━━━ Data excerpts ━━━
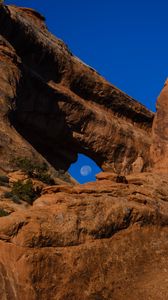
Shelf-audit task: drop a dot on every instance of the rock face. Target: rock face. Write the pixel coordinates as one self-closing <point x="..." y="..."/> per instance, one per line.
<point x="159" y="148"/>
<point x="52" y="94"/>
<point x="104" y="240"/>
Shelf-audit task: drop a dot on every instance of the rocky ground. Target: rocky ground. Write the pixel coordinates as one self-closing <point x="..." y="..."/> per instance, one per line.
<point x="60" y="240"/>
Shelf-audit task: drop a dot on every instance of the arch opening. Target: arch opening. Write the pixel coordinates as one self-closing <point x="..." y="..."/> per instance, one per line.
<point x="84" y="169"/>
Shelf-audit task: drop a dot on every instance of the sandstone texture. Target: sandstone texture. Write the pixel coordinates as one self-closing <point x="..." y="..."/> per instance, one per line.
<point x="159" y="147"/>
<point x="59" y="240"/>
<point x="54" y="98"/>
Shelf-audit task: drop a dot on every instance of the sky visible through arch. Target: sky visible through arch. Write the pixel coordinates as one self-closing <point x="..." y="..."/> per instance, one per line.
<point x="125" y="41"/>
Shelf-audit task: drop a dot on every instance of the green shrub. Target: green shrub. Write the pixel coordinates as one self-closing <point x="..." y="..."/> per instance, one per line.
<point x="25" y="191"/>
<point x="3" y="213"/>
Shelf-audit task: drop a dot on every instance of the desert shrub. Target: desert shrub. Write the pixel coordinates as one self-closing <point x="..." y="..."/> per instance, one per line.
<point x="3" y="213"/>
<point x="25" y="191"/>
<point x="4" y="180"/>
<point x="34" y="170"/>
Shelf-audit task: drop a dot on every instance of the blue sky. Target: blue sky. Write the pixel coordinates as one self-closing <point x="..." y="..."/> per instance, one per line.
<point x="125" y="41"/>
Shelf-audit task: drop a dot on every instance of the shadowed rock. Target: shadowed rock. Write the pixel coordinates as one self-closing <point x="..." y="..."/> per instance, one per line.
<point x="159" y="148"/>
<point x="102" y="240"/>
<point x="58" y="100"/>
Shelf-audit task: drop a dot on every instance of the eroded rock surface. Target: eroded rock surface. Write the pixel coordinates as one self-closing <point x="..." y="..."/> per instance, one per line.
<point x="95" y="241"/>
<point x="55" y="99"/>
<point x="159" y="148"/>
<point x="105" y="240"/>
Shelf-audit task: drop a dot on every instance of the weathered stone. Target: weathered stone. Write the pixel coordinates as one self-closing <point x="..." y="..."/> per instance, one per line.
<point x="159" y="147"/>
<point x="101" y="240"/>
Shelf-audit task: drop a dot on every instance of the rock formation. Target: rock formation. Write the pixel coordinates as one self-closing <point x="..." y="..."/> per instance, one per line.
<point x="60" y="240"/>
<point x="159" y="147"/>
<point x="66" y="101"/>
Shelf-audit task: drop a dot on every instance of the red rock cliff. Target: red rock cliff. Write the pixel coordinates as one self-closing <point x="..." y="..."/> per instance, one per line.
<point x="56" y="99"/>
<point x="103" y="240"/>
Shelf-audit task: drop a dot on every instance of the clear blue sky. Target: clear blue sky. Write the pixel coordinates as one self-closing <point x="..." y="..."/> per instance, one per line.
<point x="126" y="41"/>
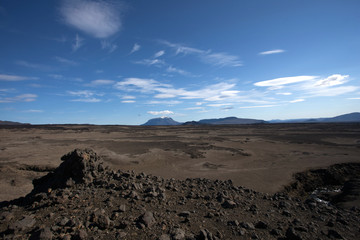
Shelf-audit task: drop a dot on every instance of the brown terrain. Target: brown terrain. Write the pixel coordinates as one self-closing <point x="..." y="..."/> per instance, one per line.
<point x="171" y="182"/>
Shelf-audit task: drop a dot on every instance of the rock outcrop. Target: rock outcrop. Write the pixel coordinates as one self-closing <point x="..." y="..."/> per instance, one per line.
<point x="81" y="199"/>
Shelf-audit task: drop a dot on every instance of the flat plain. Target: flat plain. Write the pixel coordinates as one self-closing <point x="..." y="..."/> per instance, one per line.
<point x="262" y="157"/>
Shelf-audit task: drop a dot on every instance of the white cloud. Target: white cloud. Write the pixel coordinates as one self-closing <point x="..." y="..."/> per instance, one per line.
<point x="20" y="98"/>
<point x="215" y="92"/>
<point x="333" y="80"/>
<point x="128" y="97"/>
<point x="81" y="93"/>
<point x="149" y="62"/>
<point x="331" y="92"/>
<point x="171" y="102"/>
<point x="101" y="82"/>
<point x="177" y="70"/>
<point x="165" y="112"/>
<point x="216" y="59"/>
<point x="84" y="96"/>
<point x="221" y="59"/>
<point x="33" y="65"/>
<point x="283" y="81"/>
<point x="100" y="19"/>
<point x="261" y="106"/>
<point x="78" y="42"/>
<point x="106" y="45"/>
<point x="272" y="52"/>
<point x="220" y="104"/>
<point x="159" y="54"/>
<point x="15" y="78"/>
<point x="194" y="108"/>
<point x="56" y="76"/>
<point x="297" y="100"/>
<point x="135" y="48"/>
<point x="33" y="111"/>
<point x="65" y="61"/>
<point x="88" y="100"/>
<point x="140" y="84"/>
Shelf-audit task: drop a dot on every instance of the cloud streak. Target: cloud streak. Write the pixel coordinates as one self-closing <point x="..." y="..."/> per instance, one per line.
<point x="65" y="61"/>
<point x="135" y="48"/>
<point x="275" y="51"/>
<point x="28" y="97"/>
<point x="283" y="81"/>
<point x="165" y="112"/>
<point x="99" y="19"/>
<point x="15" y="78"/>
<point x="78" y="42"/>
<point x="220" y="59"/>
<point x="84" y="96"/>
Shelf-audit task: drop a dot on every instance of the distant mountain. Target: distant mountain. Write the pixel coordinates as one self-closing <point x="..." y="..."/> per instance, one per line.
<point x="228" y="120"/>
<point x="12" y="123"/>
<point x="163" y="121"/>
<point x="350" y="117"/>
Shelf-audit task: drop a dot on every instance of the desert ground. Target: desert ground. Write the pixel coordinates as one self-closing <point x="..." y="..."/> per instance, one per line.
<point x="261" y="157"/>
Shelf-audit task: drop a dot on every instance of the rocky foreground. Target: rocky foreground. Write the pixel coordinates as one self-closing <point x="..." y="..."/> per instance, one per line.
<point x="82" y="199"/>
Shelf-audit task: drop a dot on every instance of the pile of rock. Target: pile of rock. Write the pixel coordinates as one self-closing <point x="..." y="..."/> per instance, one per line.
<point x="82" y="199"/>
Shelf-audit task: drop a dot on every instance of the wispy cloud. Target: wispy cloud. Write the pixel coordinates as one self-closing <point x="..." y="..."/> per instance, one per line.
<point x="135" y="48"/>
<point x="110" y="47"/>
<point x="88" y="100"/>
<point x="168" y="102"/>
<point x="33" y="111"/>
<point x="28" y="97"/>
<point x="220" y="104"/>
<point x="172" y="69"/>
<point x="220" y="59"/>
<point x="15" y="78"/>
<point x="99" y="19"/>
<point x="214" y="92"/>
<point x="56" y="76"/>
<point x="159" y="54"/>
<point x="165" y="112"/>
<point x="150" y="62"/>
<point x="275" y="51"/>
<point x="78" y="42"/>
<point x="65" y="61"/>
<point x="128" y="97"/>
<point x="310" y="86"/>
<point x="261" y="106"/>
<point x="84" y="96"/>
<point x="140" y="85"/>
<point x="37" y="66"/>
<point x="284" y="81"/>
<point x="333" y="80"/>
<point x="297" y="100"/>
<point x="100" y="82"/>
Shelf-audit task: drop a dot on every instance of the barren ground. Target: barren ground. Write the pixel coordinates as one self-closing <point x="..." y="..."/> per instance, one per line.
<point x="260" y="157"/>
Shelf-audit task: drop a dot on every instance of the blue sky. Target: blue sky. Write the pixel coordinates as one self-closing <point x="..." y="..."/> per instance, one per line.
<point x="124" y="62"/>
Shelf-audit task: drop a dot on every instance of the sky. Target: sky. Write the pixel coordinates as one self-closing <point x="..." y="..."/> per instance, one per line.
<point x="124" y="62"/>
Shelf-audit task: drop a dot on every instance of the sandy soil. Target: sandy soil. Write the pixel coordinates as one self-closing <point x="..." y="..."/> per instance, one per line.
<point x="260" y="157"/>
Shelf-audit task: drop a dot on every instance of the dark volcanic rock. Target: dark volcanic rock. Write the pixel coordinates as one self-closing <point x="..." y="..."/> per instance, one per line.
<point x="81" y="199"/>
<point x="79" y="166"/>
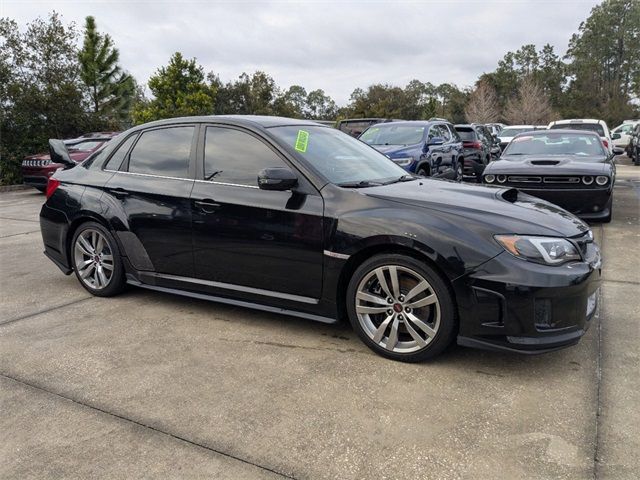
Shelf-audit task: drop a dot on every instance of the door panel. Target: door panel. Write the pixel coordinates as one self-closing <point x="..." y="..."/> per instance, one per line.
<point x="258" y="238"/>
<point x="242" y="235"/>
<point x="158" y="212"/>
<point x="150" y="198"/>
━━━
Task details: Output the line that contains "Shelf-audit task: drop a dot on every instance of the sandy" and every line after it to the end of the records, word for word, leaving out the pictures.

Written answer:
Shelf-audit task: drop a dot on every instance of the sandy soil. Target: sandy soil. Write the pixel coordinates as one self-closing <point x="..." y="..."/> per instance, one per line.
<point x="260" y="157"/>
Shelf-audit task: drop a dot on every instance of the dark volcanic rock. Target: dark volcanic rock. Write the pixel coordinates as one self-closing <point x="..." y="..."/> per instance, one per line.
<point x="81" y="199"/>
<point x="79" y="166"/>
Shelf-audit task: drop a dot on every instance of the door panel. Target: door panel. Write the pixel coordinates as one self-closing <point x="..." y="..."/> per instance, one per line.
<point x="258" y="238"/>
<point x="242" y="235"/>
<point x="158" y="212"/>
<point x="150" y="198"/>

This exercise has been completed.